#### [Description of the task]
Up to and including the line with "pixel 414 117", restate the records below word for word, beginning with their first line.
== Segment start ==
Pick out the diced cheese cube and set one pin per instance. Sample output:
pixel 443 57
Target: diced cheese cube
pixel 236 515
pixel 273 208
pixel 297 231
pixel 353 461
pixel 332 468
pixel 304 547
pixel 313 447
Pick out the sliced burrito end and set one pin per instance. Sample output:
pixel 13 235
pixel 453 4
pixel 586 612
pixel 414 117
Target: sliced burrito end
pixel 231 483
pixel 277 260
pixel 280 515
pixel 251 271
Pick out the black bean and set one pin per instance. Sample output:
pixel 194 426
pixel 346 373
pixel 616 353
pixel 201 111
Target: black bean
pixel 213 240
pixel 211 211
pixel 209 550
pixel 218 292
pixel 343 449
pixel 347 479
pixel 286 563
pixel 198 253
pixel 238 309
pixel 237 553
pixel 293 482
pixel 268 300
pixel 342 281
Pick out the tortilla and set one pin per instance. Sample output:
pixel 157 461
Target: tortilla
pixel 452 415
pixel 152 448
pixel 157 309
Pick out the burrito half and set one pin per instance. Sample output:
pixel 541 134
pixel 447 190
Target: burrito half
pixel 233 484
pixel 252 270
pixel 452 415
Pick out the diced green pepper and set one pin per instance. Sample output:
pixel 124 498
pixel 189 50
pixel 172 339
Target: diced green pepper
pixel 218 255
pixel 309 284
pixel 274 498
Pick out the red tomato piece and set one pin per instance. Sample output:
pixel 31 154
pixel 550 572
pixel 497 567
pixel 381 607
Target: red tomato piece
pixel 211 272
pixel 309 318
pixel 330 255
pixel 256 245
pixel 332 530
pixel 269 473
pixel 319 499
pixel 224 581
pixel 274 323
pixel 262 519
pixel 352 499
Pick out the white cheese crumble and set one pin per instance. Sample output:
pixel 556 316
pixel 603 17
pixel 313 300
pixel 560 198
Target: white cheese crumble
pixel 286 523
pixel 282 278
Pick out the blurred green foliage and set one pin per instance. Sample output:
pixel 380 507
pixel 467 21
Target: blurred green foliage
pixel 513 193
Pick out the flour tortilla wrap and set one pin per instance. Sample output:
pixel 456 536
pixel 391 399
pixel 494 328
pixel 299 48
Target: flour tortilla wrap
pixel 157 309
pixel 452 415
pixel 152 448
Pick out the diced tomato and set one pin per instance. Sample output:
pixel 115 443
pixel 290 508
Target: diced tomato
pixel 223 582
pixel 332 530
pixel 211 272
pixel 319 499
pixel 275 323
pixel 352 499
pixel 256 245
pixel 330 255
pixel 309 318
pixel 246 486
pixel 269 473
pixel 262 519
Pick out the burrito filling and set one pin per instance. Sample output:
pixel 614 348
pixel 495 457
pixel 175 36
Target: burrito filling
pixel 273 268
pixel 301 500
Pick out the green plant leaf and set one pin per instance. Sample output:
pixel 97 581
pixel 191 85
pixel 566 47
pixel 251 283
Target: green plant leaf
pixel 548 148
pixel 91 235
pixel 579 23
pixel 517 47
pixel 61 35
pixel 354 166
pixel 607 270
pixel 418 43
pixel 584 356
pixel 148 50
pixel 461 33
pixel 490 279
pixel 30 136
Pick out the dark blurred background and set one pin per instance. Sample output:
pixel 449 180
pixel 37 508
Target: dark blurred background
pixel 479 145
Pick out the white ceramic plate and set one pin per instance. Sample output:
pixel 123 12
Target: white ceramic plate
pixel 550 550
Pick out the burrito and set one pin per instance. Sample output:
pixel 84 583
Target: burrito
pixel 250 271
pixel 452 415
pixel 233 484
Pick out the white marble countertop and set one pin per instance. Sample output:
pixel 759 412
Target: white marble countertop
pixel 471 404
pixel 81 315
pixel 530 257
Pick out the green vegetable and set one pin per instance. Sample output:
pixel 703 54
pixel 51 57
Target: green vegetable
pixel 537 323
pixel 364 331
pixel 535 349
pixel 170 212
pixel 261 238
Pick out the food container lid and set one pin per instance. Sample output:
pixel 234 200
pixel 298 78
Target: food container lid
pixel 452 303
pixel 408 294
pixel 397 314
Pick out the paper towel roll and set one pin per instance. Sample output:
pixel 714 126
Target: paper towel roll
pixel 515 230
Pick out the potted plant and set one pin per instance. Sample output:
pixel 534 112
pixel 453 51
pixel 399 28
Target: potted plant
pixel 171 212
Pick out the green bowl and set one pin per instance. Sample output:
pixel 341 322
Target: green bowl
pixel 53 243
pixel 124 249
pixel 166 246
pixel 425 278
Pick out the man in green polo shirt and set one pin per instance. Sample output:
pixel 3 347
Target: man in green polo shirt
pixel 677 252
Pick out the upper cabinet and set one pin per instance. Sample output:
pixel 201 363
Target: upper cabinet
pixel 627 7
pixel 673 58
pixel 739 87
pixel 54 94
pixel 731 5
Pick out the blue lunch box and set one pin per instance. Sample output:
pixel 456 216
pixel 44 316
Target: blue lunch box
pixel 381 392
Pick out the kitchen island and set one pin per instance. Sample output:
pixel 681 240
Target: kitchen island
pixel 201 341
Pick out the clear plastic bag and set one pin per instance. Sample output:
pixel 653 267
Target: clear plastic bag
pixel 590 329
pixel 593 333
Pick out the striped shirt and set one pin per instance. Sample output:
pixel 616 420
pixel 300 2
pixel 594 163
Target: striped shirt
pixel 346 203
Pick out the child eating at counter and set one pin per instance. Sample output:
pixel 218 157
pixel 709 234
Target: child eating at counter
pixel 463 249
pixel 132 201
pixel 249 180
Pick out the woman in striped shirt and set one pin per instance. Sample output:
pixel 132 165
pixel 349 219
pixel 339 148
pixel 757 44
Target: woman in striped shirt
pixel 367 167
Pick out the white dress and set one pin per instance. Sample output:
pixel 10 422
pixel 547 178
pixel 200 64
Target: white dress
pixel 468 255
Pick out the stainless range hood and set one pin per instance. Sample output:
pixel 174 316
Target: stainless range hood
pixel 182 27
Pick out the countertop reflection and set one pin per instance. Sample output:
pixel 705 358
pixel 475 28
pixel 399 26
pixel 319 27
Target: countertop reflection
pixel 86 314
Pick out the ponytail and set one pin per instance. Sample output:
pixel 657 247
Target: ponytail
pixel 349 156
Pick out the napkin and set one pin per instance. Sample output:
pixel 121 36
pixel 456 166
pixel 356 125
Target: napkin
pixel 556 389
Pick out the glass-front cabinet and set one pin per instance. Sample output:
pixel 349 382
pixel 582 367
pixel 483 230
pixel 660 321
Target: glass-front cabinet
== Segment end ==
#### [Written solution]
Pick out the diced cheese cube and set one pin per instance. Sample output:
pixel 443 57
Target: diced cheese cube
pixel 236 515
pixel 273 208
pixel 297 231
pixel 353 461
pixel 332 468
pixel 304 547
pixel 313 447
Pick out the sliced burrito end and set one pin per instance. Sample output:
pixel 13 235
pixel 453 4
pixel 586 612
pixel 414 117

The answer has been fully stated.